Excerpted text.

···

Supplementary Material

## Appendix A Editing Efficiency

Table 3: Runtime comparison with different methods.

We compare the efficiency of our approach with three baselines: Instant3dit, MVEdit, and Vox-E, as shown in [Tab.3](https://arxiv.org/html/2602.21499#A1.T3 "In Appendix A Editing Efficiency ‣ Easy3E: Feed-Forward 3D Asset Editing via Rectified Voxel Flow"). Instant3dit is the fastest (25 seconds) due to its highly streamlined pipeline, but this compactness often limits its ability to handle complex disentanglement, resulting in lower fidelity. In contrast, MVEdit incurs a significantly higher computational cost of 212 seconds, as it relies on heavy iterative multi-view diffusion refinement. Vox-E is even more time-consuming, requiring full 3D optimization of the voxel grid, which takes approximately 37 minutes per edit. Our method operates in a sweet spot with a total runtime of 75 seconds. Adopting an efficient feed-forward design similar to Instant3dit, our approach eliminates the need for time-consuming per-scene optimization. However, unlike the unified pipeline of Instant3dit, we utilize a structured workflow decomposed into geometry editing (30 seconds), texture refinement (30 seconds), and back-projection (15 seconds). This 75 seconds duration allows us to achieve substantially better consistency and detail than Instant3dit, while remaining orders of magnitude faster than the optimization-heavy baselines.

···

Excerpted records.
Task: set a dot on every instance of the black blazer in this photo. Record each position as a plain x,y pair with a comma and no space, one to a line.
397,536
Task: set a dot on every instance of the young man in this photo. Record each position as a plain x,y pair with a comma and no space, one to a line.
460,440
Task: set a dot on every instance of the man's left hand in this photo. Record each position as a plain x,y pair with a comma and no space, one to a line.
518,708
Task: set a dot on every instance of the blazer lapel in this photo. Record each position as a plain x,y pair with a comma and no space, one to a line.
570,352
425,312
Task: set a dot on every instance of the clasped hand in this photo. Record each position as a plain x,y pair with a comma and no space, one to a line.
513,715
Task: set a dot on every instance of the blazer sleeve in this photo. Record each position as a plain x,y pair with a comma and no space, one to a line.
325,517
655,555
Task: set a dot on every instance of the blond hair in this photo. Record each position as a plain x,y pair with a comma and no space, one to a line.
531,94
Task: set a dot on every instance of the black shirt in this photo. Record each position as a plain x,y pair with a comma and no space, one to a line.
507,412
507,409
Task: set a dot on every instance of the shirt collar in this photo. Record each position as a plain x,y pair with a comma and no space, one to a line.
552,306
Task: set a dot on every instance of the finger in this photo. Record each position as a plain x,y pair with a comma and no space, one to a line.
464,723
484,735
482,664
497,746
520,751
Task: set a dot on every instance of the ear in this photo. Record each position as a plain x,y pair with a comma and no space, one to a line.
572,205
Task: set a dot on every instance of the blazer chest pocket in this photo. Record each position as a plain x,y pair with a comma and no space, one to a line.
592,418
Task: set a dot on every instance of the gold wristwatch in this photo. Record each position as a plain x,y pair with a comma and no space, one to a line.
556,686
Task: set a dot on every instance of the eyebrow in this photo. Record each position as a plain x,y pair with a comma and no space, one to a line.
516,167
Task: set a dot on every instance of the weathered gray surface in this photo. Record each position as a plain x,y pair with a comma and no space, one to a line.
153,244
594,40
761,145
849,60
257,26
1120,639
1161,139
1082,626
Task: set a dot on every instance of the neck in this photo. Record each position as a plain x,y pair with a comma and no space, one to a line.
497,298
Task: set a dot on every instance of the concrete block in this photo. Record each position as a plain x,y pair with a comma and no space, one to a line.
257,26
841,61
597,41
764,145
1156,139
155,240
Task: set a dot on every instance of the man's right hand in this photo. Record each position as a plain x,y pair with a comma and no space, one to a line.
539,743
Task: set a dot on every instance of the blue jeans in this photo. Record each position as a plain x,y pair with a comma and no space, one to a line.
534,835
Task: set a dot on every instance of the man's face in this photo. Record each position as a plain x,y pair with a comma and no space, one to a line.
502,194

···

Exercise requirements.
A) Update the rows in the stretch from the line containing "Task: set a dot on every instance of the shirt" through the end of the rows, changing "gold wristwatch" to "gold watch" and keeping everything else the same.
B) Write what comes next in the passage on editing efficiency, picking up after its final sentence.

Responses for each task.
A)
Task: set a dot on every instance of the shirt collar in this photo. Record each position as a plain x,y pair with a comma and no space, one to a line.
552,306
Task: set a dot on every instance of the finger in this photo. Record each position as a plain x,y pair with a comma and no space, one to a line.
464,723
484,735
482,664
497,746
520,751
Task: set a dot on every instance of the ear in this photo. Record each position as a plain x,y pair with a comma and no space, one to a line.
572,205
Task: set a dot on every instance of the blazer chest pocket in this photo. Record each position as a plain x,y pair with a comma and no space, one to a line.
592,418
Task: set a dot on every instance of the gold watch in this photo. Record each position as a plain x,y pair with a comma and no space, one to a line.
556,686
Task: set a dot on every instance of the eyebrow in this photo. Record each position as a plain x,y pair with a comma and no space, one to a line.
516,167
Task: set a dot on every instance of the weathered gray surface in this photo. Record each position as a plain x,y pair with a comma and no space, one to a line.
153,244
594,40
761,145
849,60
257,26
1120,639
1161,139
1082,626
Task: set a dot on every instance of the neck in this photo. Record each position as a plain x,y pair with a comma and no space, one to a line.
497,298
Task: set a dot on every instance of the concrete block in this photo. Record each position as a plain x,y pair with a comma and no space, one to a line.
257,26
841,61
597,41
764,145
1156,139
155,240
Task: set a dot on every instance of the man's right hand in this photo. Record each position as a plain x,y pair with a comma and no space, one to a line.
539,743
Task: set a dot on every instance of the blue jeans in this photo. Record each position as a plain x,y pair with a comma and no space, one to a line.
534,835
Task: set a dot on every instance of the man's face in this photo. Record each position as a plain x,y pair with a comma and no space, one to a line.
502,194

B)
## Appendix B Effectiveness of Texture Refinement

[Fig.7](https://arxiv.org/html/2602.21499#A2.F7 "In Appendix B Effectiveness of Texture Refinement ‣ Easy3E: Feed-Forward 3D Asset Editing via Rectified Voxel Flow") presents the qualitative results obtained from our normal-guided Multi-view Diffusion Module. Conditioned on multi-view normal maps rendered from the input mesh and a single reference image, the module synthesizes a coherent sequence of multi-view images. As shown in the visualization, the generated images exhibit high-fidelity textures with intricate details. More importantly, benefiting from the structural guidance of surface normals, the results demonstrate rigorous cross-view consistency, where the object identity and geometric features remain stable across varying camera poses. This ensures that the subsequent texture back-projection step produces a seamless 3D model without alignment artifacts.

![Image 7: Refer to caption](https://arxiv.org/html/2602.21499v2/x7.png)

Figure 7: Visualizations of the normal-guided multi-view diffusion module. Taking rendered normal maps and a reference image as input, the module generates multi-view images that are both texture-rich and geometrically consistent, serving as robust priors for 3D texture recovery.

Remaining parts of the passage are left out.